SUPPLIED PASSAGE:

★ ★ ★

Element Interactivity and the Characteristics of the Learning Material

The nature of the learning material influences the level of element interactivity which determines the level of cognitive load imposed on working memory. For example, learning the translation of words from one language to another provides an example of material low in element interactivity and so imposing a low level of cognitive load. When a student memorizes the word “ cat” in a foreign language, which is 1 new element that needs to be learned, there is no need to refer to the translation of any other words. Therefore, the number of interactive elements should be 1 for memorizing a list of individual vocabulary words. In contrast, if a student is required to solve an equation, such as 2 x + 5 = 3 for x , there may be over a dozen or more interconnected elements (e. g., the algebraic elements such as 2, x , +, along with the relations between them) that must be simultaneously processed in working memory. Therefore, this type of material is high in element interactivity resulting in a high level of cognitive load.

It needs to be noted that element interactivity is related to but not equivalent to difficulty. Learning the translation of a long list of words may be far more difficult than learning to solve an algebraic equation but imposes a far lower working memory load. Element interactivity refers to working memory load, not difficulty.

★ ★ ★

EXERCISE MATERIALS:

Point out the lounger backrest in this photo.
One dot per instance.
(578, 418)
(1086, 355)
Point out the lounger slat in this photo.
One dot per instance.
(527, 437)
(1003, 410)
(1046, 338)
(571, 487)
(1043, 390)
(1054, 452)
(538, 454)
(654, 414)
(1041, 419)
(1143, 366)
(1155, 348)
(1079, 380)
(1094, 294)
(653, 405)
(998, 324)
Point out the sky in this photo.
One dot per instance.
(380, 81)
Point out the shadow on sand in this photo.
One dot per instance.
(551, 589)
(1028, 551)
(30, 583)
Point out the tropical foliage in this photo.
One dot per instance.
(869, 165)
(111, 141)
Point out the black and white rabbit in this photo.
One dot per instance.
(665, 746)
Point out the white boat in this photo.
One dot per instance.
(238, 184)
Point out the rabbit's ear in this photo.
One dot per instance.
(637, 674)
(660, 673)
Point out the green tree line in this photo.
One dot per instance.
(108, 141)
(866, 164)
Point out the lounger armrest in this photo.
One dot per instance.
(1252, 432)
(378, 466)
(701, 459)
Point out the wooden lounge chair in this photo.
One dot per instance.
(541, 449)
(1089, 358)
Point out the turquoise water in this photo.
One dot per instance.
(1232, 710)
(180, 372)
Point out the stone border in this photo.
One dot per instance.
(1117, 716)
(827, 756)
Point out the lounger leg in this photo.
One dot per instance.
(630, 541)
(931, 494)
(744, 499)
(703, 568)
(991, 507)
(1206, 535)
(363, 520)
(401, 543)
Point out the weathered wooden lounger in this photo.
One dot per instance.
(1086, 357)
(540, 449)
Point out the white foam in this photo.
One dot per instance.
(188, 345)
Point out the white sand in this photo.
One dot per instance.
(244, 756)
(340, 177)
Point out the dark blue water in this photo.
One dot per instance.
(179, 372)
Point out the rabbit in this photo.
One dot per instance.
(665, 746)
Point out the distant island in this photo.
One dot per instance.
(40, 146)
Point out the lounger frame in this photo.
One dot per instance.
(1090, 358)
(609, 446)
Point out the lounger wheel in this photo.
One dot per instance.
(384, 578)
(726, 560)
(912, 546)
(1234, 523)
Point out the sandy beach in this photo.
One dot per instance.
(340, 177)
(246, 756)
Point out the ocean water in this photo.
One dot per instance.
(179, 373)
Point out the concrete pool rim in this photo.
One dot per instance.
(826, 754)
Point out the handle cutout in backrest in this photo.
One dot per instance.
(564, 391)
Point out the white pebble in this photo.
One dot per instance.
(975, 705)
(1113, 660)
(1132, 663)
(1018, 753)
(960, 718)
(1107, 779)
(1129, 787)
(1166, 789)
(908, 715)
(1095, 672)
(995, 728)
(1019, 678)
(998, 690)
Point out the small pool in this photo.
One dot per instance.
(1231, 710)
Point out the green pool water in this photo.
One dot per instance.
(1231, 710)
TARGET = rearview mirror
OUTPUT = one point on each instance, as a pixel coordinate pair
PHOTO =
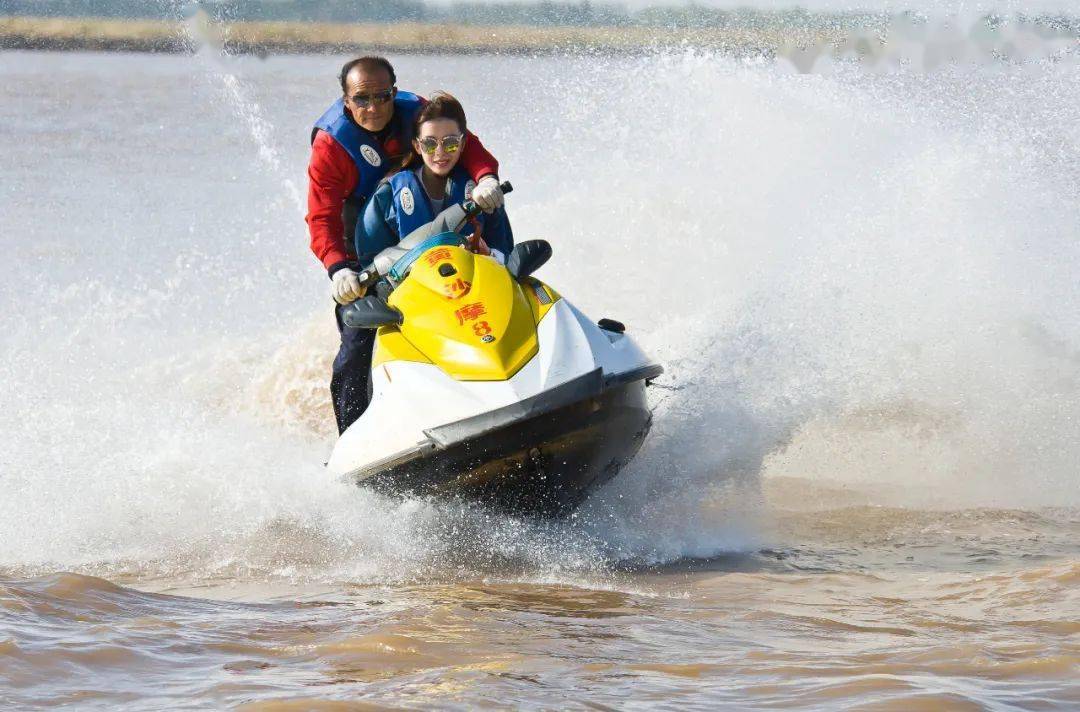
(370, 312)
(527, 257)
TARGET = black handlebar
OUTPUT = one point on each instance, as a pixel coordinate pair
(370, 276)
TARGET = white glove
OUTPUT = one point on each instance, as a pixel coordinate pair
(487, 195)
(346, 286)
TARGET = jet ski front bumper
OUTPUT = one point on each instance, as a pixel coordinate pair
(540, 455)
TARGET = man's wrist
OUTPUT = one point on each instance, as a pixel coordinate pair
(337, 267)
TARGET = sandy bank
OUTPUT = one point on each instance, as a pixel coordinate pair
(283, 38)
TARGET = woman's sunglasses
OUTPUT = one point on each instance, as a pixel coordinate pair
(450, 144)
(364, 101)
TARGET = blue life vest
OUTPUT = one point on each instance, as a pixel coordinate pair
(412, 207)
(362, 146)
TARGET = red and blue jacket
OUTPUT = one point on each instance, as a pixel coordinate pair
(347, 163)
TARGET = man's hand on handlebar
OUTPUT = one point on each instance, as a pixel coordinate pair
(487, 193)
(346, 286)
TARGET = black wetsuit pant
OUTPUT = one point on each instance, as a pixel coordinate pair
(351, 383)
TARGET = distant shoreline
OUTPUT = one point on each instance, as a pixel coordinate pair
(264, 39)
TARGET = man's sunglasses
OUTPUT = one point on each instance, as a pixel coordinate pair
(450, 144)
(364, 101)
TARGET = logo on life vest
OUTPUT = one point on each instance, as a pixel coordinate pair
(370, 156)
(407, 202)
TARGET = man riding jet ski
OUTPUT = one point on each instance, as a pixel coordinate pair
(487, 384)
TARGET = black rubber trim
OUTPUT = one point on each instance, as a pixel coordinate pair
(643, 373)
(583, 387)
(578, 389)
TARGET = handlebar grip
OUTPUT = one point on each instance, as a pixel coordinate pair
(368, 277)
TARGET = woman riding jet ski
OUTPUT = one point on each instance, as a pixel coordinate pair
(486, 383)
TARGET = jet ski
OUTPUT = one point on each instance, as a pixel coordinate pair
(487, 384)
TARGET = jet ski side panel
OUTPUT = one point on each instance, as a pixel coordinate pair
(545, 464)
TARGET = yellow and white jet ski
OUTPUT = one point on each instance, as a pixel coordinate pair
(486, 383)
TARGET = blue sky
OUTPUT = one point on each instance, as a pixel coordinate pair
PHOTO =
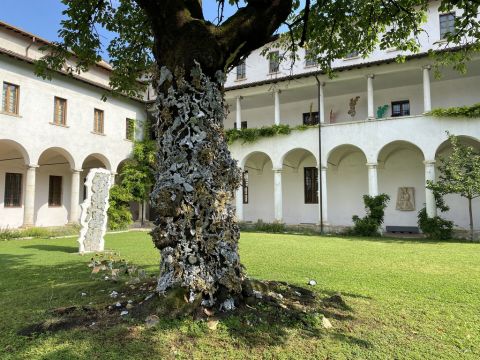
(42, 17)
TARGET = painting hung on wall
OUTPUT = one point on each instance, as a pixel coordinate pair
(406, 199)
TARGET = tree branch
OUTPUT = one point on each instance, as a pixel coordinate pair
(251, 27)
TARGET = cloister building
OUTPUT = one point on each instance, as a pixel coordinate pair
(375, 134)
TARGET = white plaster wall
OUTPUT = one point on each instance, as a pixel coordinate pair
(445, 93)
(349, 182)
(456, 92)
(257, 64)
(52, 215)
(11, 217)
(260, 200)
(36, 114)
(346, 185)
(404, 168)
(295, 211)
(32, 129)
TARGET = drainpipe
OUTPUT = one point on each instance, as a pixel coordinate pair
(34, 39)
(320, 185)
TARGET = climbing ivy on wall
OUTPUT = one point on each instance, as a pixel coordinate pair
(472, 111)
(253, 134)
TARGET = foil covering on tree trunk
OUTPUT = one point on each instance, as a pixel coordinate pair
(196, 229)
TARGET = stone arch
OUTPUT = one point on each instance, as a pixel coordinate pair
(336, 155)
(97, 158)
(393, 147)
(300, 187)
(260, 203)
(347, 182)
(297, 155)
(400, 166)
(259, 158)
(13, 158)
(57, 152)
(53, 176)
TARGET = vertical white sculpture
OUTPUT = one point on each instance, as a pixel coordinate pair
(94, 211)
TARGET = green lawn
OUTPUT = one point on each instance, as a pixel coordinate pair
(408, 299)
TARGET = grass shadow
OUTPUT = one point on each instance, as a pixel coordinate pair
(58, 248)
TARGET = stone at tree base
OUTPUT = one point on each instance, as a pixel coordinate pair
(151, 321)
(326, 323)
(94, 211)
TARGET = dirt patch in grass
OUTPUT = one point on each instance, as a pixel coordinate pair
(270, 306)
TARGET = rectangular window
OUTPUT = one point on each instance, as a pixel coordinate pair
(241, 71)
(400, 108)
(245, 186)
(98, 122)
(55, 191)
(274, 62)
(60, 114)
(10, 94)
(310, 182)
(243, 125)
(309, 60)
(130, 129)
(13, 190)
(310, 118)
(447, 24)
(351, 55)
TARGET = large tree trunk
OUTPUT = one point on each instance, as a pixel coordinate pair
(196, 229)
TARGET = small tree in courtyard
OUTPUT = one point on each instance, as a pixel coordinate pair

★ ★ ★

WRITTEN REQUEST 1: In the passage on element interactivity, how many interactive elements does memorizing a list of individual vocabulary words involve?
WRITTEN REQUEST 2: Rescale the entries from the line with "TARGET = large tree trunk" up to and including the last line of the entries. Repeat every one of those lines, requests included, and multiply each coordinate in the answers by 2.5, rounding to whole numbers with halves rounded up; give only those lines.

CORRECT OUTPUT 1: One.

CORRECT OUTPUT 2:
TARGET = large tree trunk
OUTPUT = one point on each instance, as a pixel coordinate pair
(490, 573)
TARGET = small tree in courtyard
OUTPUT = one point on each instance, as a pixel coordinate pair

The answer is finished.